Return the exact lines spanning from the line with "Drop one point on every instance of the crispy" through the last line of the entries, boundaries included, and no others.
··· Input for this task ···
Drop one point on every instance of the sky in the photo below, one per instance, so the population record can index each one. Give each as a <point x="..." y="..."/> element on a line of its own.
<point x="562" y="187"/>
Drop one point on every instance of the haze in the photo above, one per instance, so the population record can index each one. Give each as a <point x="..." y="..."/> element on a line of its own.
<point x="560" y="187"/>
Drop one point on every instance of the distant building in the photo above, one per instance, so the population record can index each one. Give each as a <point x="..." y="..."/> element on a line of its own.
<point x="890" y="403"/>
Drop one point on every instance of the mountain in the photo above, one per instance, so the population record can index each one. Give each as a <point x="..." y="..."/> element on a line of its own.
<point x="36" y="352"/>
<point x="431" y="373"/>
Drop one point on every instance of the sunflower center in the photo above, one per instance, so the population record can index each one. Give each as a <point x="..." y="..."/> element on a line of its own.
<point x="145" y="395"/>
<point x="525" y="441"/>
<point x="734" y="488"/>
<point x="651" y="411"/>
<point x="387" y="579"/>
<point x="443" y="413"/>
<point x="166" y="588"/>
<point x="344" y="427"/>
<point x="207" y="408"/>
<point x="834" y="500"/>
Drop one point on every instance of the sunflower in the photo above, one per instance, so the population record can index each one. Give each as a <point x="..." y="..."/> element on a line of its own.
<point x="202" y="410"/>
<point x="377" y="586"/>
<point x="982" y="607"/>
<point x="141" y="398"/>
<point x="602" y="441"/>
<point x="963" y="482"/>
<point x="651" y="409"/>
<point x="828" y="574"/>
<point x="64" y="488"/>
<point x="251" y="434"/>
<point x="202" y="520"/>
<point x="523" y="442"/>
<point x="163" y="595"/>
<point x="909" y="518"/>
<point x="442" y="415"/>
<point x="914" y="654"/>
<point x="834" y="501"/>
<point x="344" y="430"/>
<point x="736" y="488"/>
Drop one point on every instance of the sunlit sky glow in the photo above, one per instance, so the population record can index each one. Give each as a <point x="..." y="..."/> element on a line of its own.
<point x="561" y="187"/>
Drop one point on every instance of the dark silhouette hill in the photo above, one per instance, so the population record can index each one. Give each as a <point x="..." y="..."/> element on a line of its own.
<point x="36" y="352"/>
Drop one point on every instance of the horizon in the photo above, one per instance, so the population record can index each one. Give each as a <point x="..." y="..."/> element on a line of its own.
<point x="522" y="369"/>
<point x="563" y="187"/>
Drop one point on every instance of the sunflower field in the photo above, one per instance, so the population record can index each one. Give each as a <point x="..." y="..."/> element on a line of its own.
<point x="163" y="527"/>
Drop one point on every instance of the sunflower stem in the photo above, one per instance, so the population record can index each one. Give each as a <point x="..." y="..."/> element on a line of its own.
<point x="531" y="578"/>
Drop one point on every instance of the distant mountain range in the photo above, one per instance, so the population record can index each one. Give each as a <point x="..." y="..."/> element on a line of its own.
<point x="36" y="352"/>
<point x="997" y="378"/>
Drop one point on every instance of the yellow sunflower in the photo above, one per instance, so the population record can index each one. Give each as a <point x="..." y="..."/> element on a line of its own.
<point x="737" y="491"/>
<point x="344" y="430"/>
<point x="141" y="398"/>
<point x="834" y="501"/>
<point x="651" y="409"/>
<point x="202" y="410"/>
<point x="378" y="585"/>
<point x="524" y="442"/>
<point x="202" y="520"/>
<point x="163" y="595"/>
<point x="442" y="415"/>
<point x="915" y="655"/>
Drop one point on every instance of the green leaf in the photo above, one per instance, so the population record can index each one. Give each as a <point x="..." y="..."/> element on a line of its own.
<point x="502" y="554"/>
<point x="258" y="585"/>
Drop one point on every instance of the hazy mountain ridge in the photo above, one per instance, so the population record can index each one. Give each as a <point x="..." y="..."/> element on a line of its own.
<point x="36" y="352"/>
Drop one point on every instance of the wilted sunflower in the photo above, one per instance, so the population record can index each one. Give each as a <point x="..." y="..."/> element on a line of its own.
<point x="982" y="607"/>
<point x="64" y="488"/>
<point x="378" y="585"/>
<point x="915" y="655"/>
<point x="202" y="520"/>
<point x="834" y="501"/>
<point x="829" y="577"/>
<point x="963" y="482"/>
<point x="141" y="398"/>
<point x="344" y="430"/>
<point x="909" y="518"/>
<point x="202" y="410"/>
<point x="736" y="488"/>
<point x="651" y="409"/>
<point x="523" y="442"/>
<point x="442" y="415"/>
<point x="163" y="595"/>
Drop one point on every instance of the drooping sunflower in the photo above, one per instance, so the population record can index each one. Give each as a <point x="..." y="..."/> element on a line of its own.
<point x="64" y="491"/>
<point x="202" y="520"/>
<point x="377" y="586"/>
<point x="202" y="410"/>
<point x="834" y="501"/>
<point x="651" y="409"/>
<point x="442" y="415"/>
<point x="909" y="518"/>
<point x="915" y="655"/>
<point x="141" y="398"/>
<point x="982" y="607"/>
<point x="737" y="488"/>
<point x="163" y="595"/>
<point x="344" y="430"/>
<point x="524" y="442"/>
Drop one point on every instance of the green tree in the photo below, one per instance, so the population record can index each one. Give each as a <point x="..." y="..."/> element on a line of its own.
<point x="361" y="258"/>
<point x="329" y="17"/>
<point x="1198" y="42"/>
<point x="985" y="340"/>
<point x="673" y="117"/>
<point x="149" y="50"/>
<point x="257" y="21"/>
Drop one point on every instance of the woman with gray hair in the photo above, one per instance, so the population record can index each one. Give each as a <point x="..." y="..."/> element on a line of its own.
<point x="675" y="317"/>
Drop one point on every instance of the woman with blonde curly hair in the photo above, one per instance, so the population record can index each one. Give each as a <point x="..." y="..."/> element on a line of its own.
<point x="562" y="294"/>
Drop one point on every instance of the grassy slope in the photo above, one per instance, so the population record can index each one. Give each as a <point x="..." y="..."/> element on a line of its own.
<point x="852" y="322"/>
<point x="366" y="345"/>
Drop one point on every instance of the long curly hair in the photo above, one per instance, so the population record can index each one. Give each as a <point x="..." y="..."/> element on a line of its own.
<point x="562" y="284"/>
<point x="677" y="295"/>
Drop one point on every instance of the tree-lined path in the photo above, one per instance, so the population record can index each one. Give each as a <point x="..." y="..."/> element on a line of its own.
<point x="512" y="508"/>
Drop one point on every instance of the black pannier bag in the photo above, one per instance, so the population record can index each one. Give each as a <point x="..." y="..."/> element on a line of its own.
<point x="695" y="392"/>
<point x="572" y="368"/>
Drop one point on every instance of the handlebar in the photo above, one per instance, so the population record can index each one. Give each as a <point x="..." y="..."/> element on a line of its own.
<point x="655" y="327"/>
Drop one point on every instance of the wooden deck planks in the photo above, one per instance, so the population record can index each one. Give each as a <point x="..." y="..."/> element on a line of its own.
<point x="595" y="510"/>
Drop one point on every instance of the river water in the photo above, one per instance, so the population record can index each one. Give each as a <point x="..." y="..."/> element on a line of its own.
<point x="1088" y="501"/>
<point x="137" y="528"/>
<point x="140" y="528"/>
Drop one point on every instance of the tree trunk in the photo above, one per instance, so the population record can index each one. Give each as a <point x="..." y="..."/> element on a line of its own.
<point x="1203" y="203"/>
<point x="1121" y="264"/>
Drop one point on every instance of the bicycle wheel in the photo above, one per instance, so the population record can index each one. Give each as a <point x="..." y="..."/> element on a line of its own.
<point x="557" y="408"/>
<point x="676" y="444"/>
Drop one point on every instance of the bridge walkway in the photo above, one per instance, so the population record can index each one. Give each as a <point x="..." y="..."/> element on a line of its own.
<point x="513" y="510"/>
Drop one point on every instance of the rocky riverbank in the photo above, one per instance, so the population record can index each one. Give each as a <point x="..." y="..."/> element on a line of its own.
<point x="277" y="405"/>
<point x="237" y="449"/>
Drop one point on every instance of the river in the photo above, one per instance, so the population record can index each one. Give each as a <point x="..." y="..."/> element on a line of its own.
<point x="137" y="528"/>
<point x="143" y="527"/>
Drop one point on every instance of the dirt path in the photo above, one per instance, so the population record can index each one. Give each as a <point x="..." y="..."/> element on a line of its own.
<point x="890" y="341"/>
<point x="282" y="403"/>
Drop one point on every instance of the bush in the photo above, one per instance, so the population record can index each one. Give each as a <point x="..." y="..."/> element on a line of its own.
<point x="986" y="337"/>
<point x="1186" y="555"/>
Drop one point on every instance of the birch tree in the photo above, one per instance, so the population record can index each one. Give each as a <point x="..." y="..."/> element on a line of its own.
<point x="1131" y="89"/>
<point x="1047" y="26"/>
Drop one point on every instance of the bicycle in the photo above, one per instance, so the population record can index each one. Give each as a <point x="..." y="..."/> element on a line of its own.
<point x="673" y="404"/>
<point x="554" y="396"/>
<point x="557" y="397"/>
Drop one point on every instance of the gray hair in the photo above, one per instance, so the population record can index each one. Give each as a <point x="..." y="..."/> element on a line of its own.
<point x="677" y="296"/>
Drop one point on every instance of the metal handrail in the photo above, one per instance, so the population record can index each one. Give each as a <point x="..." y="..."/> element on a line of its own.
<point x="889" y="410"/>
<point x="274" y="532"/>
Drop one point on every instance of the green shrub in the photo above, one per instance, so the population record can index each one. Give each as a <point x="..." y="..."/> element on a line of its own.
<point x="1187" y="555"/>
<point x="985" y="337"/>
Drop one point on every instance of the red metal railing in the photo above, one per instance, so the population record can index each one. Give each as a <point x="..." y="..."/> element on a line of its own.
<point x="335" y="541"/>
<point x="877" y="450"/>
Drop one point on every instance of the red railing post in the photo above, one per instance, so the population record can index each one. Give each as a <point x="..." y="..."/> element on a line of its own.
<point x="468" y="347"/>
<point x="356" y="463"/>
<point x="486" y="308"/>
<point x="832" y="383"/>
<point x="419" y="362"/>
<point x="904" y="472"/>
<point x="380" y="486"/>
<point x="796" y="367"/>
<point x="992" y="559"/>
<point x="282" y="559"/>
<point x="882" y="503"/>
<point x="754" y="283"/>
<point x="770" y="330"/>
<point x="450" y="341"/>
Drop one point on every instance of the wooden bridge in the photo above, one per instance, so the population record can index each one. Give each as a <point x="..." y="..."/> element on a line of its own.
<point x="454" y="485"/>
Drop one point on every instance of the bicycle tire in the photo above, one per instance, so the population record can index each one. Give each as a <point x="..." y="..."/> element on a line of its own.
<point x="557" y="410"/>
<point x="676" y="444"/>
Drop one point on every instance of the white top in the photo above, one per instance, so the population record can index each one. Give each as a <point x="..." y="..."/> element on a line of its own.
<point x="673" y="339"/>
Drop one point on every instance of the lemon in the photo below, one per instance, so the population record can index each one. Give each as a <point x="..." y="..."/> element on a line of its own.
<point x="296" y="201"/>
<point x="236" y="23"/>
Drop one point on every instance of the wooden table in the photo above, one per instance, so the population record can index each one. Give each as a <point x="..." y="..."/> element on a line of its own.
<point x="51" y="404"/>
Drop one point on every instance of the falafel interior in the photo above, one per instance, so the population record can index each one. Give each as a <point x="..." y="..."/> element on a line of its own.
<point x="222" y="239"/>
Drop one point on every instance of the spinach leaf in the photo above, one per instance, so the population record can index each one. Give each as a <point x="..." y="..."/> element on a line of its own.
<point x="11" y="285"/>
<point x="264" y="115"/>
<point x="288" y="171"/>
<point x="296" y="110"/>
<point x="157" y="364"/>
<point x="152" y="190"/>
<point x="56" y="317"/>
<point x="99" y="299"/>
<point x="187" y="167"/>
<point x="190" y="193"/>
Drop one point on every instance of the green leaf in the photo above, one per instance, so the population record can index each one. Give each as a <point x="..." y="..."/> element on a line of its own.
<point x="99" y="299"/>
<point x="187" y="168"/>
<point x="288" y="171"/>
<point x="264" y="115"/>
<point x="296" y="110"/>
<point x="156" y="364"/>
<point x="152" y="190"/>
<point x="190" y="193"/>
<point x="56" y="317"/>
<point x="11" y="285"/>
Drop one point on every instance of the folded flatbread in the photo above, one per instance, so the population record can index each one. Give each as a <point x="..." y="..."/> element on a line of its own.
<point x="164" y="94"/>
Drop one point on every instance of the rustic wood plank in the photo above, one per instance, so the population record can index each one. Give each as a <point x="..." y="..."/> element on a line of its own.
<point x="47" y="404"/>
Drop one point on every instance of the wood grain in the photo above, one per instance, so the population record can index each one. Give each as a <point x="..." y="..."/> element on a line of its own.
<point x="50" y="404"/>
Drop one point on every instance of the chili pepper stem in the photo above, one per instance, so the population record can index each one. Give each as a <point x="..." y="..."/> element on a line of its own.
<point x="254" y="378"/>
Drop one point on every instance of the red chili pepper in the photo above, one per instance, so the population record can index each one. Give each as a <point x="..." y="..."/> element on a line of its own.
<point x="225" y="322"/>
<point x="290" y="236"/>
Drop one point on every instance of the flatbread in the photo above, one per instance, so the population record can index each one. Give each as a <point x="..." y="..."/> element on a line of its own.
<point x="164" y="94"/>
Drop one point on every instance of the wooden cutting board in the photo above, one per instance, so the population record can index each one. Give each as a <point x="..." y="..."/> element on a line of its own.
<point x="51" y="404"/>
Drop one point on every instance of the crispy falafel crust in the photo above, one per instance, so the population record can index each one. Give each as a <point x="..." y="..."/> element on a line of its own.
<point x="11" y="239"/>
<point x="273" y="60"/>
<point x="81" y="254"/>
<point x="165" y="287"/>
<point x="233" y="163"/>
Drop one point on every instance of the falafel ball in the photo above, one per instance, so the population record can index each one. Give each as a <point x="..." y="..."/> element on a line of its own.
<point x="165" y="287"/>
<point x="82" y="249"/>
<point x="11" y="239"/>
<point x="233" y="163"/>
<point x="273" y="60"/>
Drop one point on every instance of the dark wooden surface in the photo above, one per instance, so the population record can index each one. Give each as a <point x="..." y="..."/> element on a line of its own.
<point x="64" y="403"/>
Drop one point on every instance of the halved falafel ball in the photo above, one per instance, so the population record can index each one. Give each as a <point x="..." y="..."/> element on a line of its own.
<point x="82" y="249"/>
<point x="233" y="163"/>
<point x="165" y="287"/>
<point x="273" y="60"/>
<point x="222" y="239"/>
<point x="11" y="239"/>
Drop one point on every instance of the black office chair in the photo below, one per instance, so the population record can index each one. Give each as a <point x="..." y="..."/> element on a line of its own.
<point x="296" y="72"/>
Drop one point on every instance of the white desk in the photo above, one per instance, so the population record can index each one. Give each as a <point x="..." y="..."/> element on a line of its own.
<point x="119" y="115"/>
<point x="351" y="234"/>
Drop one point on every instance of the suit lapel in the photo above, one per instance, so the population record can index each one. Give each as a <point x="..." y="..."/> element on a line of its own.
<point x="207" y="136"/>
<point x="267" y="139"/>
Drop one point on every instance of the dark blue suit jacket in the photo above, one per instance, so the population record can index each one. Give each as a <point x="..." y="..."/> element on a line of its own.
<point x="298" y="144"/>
···
● **Task solution**:
Drop one point on every instance of the crispy falafel crust in the photo above, one per instance, so the population record can index each one. Give each as a <point x="..." y="..."/> element on a line of its own.
<point x="11" y="239"/>
<point x="273" y="60"/>
<point x="81" y="254"/>
<point x="165" y="287"/>
<point x="233" y="163"/>
Drop one point on every instance of the falafel ball in the photo above, one per instance, so the population record can index each one. Give each as a <point x="..." y="..."/> element on a line of its own.
<point x="165" y="287"/>
<point x="82" y="249"/>
<point x="11" y="239"/>
<point x="233" y="163"/>
<point x="273" y="60"/>
Drop one point on every instance of the dark wooden surface in the photo above, one per instance, so the population record can index each one. Give each as a <point x="..." y="..."/> element on a line of its own.
<point x="64" y="403"/>
Drop one point on every instance of the halved falafel ball in the photo above, one per instance, so the population record can index each one. Give each as a <point x="..." y="..."/> element on a line of its own.
<point x="82" y="249"/>
<point x="233" y="163"/>
<point x="165" y="287"/>
<point x="273" y="60"/>
<point x="222" y="239"/>
<point x="11" y="239"/>
Drop one point on every instance of the black office chair in the photo below, one per instance, so the population record can index each one. Give each as a <point x="..." y="..."/> element on a line of its own.
<point x="296" y="72"/>
Drop one point on every instance of the white desk in the photo above, one per instance, so the population record can index each one. Give each as a <point x="..." y="..."/> element on a line of its own.
<point x="119" y="115"/>
<point x="351" y="234"/>
Drop one point on every instance of the suit lapel in the photo above, one per instance, so the population record can index each one. Give each as a <point x="..." y="..."/> element on a line of its own.
<point x="207" y="136"/>
<point x="267" y="139"/>
Drop one point on every instance of the dark blue suit jacket in the photo above, one per instance, so the population record can index each one. Give each as a <point x="..." y="..."/> element on a line of its own.
<point x="298" y="144"/>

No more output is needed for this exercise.